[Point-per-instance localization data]
[Start of Attachment]
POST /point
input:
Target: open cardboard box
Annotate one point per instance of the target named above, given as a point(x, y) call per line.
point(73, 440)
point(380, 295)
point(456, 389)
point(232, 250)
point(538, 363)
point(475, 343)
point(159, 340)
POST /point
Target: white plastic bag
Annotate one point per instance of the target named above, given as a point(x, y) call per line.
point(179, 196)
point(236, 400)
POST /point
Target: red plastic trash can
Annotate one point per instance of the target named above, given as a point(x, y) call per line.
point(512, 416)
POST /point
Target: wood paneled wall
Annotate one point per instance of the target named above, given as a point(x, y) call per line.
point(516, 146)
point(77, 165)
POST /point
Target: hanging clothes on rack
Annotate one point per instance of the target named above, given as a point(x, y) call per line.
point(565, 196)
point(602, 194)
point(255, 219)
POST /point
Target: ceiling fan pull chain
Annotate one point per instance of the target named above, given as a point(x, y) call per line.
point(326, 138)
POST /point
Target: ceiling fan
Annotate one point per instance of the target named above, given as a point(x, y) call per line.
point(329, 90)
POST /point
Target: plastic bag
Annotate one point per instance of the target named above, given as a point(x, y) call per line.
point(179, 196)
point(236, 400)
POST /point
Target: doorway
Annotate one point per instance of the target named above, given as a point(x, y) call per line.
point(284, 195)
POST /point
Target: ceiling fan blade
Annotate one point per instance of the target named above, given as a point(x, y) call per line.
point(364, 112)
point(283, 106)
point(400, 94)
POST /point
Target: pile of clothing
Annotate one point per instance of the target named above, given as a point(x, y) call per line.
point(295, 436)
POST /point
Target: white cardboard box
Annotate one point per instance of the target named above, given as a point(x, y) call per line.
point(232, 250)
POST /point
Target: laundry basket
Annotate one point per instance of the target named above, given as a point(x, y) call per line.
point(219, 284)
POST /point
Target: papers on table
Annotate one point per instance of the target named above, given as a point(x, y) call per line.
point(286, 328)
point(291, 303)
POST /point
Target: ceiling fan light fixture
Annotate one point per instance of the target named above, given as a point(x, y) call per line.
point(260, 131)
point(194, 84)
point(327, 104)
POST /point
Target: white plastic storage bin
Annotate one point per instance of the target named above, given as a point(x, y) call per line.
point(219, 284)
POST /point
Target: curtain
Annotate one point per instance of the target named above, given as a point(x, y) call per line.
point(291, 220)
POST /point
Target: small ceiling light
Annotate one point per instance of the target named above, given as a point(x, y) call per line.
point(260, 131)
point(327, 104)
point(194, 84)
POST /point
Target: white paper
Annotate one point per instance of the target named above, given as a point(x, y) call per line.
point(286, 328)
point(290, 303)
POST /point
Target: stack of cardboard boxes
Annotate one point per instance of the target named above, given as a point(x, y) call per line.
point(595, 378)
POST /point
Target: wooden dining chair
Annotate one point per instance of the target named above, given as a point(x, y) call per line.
[End of Attachment]
> **What the exercise asks**
All entries above need to be copied verbatim.

> **Exercise output**
POST /point
input:
Target: open cardboard box
Annotate one point per instance of the target named above, given as a point(x, y) call per line.
point(73, 440)
point(380, 295)
point(456, 389)
point(232, 250)
point(538, 363)
point(475, 343)
point(159, 340)
POST /point
Target: white plastic bag
Annotate one point per instance of the target named above, given as a point(x, y) call per line.
point(179, 196)
point(236, 400)
POST /point
Target: red plastic trash can
Annotate one point per instance of the target named above, given as a point(x, y) call per line.
point(512, 416)
POST /point
Target: wood paneled wall
Annotate one point per instance of the target named above, given as a point(x, y) call per line.
point(516, 146)
point(77, 165)
POST /point
Target: hanging clothes on rack
Annotate one point per instance of the target named above, given as a point(x, y) call per line.
point(565, 196)
point(602, 194)
point(255, 219)
POST /point
Target: ceiling fan pull chain
Annotate one point per instance of the target named above, given as a point(x, y) call per line.
point(326, 138)
POST /point
Target: ceiling fan
Annotate one point per instance of the target named above, given as a point(x, y) call per line.
point(329, 90)
POST /point
Target: plastic bag
Annotate one point per instance of the target named above, given as a point(x, y) call per line.
point(179, 196)
point(236, 400)
POST /point
Target: doorway
Annotate one point per instance of the target named above, given as a point(x, y) call per line.
point(284, 195)
POST /point
Target: ceiling fan blade
Annotate one point per instance of the target named above, given as a point(x, y) call per line.
point(364, 112)
point(283, 106)
point(400, 94)
POST /point
Target: pile of clothing
Annotate one point per instance of the target named above, given as a point(x, y) call per line.
point(295, 436)
POST /point
Target: white cardboard box
Annotate one point per instance of the target named above, given as a point(x, y) call per line.
point(232, 250)
POST /point
Target: laundry basket
Annotate one point per instance of the target named above, given as a point(x, y) call per line.
point(219, 284)
POST /point
Target: papers on table
Annotate one point per instance of the target named above, given as a point(x, y) call per line.
point(286, 328)
point(291, 303)
POST /point
Target: ceiling fan light fixture
Annotate one point per instance of the target named above, given as a point(x, y) call per line.
point(260, 131)
point(194, 84)
point(327, 104)
POST /point
Target: white plastic storage bin
Annotate one point per instance of the target named above, given as a point(x, y) call per line.
point(219, 284)
POST /point
Target: curtain
Annotate one point per instance of the target named above, given as a point(x, y) call per line.
point(291, 220)
POST /point
Target: small ceiling light
Annotate one point per instance of the target named above, given as a point(x, y) call per line.
point(260, 131)
point(327, 104)
point(194, 84)
POST /point
Target: white paper
Annotate one point per instance of the target named above, given as a point(x, y) call per line.
point(286, 328)
point(290, 303)
POST /point
Target: stack of cardboard boxes
Annotate one point per instance of the target named above, given as a point(x, y) call per line.
point(595, 378)
POST /point
Target: wooden dining chair
Annotate one point per instance of the target named above, given as a point(x, y) call per line.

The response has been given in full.